Written exercise
Find the line that contains "Place one marker on each instance of the white husky" in the entries below. Output it and each later line exactly, and nothing else.

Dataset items

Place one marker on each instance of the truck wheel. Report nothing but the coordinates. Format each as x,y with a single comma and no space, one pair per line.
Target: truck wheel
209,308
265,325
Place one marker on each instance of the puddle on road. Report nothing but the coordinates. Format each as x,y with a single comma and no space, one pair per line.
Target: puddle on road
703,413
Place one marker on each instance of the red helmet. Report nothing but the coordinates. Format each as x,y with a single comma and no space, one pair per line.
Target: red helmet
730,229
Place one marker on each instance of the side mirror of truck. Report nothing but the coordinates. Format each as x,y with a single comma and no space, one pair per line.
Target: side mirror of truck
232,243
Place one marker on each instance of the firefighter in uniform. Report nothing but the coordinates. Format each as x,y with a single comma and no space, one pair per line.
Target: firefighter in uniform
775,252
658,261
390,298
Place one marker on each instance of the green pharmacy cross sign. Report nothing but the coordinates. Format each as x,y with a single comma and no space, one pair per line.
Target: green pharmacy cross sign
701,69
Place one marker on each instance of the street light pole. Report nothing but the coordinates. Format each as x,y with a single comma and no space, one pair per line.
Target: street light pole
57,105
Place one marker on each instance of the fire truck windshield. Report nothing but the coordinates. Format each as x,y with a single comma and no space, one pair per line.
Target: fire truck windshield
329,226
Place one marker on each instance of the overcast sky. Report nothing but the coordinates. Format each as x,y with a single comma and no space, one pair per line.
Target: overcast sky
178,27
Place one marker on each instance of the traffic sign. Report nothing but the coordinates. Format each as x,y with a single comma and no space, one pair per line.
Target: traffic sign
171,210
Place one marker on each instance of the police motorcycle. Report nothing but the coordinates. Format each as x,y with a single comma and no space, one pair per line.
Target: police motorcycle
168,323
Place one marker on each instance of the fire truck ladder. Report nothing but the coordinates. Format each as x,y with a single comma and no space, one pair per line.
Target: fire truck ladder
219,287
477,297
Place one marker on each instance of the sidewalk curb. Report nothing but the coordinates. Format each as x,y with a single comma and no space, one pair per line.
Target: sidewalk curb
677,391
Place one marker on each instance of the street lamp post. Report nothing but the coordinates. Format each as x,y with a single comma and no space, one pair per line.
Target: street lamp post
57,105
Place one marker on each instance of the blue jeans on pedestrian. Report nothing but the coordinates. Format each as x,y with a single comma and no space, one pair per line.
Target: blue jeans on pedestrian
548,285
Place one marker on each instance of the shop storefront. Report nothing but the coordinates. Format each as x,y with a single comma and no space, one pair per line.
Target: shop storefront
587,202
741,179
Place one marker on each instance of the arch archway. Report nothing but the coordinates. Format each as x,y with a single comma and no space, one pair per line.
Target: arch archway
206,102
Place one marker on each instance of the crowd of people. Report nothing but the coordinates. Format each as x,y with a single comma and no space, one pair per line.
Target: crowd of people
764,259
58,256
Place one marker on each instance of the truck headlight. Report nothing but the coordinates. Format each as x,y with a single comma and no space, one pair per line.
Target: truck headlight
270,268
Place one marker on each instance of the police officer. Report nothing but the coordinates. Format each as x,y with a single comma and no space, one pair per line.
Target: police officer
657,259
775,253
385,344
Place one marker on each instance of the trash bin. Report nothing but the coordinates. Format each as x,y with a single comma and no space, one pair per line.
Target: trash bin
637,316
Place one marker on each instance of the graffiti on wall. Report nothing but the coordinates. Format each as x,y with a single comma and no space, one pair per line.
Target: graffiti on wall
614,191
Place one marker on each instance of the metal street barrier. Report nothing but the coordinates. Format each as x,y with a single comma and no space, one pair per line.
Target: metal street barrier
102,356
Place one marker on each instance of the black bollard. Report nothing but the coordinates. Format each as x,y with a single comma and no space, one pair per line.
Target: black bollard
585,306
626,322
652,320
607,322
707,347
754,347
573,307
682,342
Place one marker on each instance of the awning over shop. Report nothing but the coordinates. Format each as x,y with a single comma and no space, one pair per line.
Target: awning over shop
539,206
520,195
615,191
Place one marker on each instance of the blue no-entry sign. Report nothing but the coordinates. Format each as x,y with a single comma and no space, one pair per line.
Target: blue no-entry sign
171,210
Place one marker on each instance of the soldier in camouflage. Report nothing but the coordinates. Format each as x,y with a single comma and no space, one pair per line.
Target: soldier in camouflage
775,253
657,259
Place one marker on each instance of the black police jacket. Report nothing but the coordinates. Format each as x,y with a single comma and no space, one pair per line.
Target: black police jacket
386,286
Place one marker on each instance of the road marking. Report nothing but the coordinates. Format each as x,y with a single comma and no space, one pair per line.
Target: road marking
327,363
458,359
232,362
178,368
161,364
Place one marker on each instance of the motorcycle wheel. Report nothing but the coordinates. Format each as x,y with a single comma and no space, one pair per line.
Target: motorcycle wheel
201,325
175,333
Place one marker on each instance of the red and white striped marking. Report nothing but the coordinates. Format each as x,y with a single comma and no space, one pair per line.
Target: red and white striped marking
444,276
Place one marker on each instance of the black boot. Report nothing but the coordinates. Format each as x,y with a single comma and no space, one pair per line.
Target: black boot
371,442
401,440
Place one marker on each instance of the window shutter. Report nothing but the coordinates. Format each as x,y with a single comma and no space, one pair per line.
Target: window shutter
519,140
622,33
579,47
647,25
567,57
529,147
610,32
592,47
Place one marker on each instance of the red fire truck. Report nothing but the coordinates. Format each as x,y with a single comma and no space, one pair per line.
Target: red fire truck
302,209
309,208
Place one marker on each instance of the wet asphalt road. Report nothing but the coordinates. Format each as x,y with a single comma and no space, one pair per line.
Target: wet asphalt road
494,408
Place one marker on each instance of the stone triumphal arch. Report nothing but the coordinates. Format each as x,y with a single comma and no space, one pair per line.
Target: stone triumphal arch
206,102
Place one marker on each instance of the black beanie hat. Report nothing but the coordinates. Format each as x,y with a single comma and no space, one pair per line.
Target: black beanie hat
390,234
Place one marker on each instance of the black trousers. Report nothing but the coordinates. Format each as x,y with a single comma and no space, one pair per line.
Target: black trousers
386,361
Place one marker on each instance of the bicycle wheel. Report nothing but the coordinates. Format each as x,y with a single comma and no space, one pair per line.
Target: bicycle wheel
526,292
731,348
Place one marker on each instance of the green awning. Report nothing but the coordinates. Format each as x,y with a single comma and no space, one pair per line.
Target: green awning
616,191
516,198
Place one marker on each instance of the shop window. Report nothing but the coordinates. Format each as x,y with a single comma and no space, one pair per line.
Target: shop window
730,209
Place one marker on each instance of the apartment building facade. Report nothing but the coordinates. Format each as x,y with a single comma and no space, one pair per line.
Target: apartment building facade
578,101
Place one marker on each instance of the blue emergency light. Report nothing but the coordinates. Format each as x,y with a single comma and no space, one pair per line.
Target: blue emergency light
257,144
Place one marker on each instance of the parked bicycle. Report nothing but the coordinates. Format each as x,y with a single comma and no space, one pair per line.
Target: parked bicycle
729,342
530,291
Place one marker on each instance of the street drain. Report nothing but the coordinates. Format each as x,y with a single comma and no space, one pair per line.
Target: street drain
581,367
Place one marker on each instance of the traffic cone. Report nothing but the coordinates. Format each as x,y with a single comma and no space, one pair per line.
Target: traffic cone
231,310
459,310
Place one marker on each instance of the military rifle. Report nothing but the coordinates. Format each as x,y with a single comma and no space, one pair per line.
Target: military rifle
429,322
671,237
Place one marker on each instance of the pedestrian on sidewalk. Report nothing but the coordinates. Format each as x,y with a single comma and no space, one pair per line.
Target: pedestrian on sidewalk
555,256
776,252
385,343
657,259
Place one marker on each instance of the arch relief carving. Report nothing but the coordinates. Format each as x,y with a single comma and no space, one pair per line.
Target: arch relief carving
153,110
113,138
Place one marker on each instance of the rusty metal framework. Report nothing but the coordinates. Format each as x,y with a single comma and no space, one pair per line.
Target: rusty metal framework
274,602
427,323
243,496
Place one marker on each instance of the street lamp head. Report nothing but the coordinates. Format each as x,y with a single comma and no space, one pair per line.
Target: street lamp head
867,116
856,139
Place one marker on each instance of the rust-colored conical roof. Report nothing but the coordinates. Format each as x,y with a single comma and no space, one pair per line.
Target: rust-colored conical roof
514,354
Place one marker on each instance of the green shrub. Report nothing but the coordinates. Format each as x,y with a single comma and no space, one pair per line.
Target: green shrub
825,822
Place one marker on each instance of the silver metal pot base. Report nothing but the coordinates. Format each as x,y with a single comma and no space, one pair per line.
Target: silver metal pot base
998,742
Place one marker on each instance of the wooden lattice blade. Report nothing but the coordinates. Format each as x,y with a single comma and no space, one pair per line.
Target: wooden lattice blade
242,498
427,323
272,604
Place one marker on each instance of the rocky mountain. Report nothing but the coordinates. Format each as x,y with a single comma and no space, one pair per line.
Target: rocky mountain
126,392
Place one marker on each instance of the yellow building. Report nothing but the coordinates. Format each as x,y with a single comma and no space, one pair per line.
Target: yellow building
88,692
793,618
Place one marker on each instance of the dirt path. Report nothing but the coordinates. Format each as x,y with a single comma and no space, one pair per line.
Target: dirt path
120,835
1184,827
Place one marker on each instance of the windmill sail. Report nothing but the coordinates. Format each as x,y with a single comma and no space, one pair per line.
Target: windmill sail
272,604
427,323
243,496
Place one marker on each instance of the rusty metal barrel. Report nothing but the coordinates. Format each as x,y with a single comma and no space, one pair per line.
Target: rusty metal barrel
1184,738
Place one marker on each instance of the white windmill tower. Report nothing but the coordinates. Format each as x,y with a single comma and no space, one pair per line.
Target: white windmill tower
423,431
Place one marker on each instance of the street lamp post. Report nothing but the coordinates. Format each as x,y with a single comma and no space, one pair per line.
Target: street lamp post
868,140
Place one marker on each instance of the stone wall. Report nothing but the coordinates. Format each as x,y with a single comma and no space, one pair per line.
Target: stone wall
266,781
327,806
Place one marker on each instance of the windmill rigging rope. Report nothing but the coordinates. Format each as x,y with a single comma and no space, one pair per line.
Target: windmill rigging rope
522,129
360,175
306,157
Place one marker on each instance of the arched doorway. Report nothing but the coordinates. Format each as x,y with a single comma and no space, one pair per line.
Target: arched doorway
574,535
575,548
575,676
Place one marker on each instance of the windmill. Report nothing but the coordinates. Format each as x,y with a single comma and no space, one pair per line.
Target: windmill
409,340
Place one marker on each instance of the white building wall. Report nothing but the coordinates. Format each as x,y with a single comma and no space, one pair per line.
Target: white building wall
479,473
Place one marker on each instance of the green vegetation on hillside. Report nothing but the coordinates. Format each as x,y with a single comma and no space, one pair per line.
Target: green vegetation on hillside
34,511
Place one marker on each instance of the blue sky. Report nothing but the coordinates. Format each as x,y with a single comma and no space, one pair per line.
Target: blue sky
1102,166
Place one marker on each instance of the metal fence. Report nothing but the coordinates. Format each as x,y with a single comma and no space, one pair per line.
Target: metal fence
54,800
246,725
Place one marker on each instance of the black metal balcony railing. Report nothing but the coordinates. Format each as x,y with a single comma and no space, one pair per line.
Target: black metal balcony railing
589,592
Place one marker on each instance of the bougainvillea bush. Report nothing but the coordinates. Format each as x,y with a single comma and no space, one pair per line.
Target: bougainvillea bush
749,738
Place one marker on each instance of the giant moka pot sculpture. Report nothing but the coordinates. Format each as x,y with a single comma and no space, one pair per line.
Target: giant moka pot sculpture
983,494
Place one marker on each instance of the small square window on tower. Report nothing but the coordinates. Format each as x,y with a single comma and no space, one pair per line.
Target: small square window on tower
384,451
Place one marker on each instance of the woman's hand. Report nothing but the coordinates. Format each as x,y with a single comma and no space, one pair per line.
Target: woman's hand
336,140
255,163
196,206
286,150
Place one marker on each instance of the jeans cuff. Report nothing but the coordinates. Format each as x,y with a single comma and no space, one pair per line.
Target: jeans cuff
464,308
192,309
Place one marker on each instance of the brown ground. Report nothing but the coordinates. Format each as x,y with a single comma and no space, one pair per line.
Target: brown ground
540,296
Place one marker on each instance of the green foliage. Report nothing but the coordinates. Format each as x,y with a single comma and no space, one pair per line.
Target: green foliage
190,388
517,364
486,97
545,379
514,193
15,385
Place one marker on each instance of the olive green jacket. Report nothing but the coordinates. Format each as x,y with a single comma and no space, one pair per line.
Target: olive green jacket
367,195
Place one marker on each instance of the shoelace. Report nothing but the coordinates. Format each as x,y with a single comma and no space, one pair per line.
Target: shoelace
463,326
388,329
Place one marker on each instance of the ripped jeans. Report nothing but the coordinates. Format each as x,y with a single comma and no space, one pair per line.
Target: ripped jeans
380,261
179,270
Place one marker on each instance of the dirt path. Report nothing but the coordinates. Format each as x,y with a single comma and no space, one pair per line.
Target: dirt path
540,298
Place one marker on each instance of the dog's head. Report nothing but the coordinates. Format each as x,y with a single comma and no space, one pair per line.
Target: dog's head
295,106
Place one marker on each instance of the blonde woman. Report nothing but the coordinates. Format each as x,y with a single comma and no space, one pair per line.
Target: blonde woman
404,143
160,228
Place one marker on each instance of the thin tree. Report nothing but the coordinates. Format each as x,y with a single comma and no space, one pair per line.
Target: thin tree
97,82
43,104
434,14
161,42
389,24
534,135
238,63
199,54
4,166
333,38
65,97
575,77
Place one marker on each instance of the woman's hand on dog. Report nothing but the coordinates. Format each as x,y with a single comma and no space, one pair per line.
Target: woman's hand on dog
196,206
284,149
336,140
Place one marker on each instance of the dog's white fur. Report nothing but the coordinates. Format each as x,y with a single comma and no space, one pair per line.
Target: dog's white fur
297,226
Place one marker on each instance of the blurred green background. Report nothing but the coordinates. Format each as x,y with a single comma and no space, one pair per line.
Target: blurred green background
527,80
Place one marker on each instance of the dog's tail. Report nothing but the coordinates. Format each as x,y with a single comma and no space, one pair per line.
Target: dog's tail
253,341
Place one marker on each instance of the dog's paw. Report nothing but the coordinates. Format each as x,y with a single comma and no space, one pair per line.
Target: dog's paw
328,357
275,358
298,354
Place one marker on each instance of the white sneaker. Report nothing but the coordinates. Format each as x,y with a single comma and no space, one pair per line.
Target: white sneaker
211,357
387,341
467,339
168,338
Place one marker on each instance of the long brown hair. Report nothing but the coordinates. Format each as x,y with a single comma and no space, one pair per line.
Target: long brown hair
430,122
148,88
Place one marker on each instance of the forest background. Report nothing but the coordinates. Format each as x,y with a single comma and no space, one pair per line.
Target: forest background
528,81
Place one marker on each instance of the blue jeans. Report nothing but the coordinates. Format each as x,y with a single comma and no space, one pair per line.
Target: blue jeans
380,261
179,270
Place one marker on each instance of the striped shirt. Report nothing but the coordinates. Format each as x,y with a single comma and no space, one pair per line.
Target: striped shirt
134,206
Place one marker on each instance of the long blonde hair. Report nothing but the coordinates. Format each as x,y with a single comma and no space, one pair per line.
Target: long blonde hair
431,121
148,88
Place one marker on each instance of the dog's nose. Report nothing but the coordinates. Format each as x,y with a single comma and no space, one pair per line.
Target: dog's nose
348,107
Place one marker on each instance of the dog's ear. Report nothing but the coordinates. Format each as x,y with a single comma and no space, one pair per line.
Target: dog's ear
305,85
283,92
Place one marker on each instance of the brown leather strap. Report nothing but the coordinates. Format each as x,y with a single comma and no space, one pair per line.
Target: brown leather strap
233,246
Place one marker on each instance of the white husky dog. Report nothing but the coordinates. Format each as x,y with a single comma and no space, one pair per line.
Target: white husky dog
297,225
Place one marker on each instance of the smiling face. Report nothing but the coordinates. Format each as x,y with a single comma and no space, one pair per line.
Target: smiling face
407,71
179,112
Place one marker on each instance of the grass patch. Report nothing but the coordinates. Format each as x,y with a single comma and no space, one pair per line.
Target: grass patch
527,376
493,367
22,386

Finished task
Place one marker on each instance of the white husky dog. Report nothing but the coordinates. Format each as x,y with a single comma and no space, one pair per line.
Target: white husky dog
297,225
Place one marker on each instance of the smiling face. Report nothing but the coordinates. Format each as x,y with a single comma and no space, one pair per line.
Target: smiling face
407,71
179,112
Place one marker on each instance of the grass patch. Report nothing but the coordinates. Format each as x,y with a single comma and no space, one pair per line.
Target: grass patch
527,376
493,367
22,386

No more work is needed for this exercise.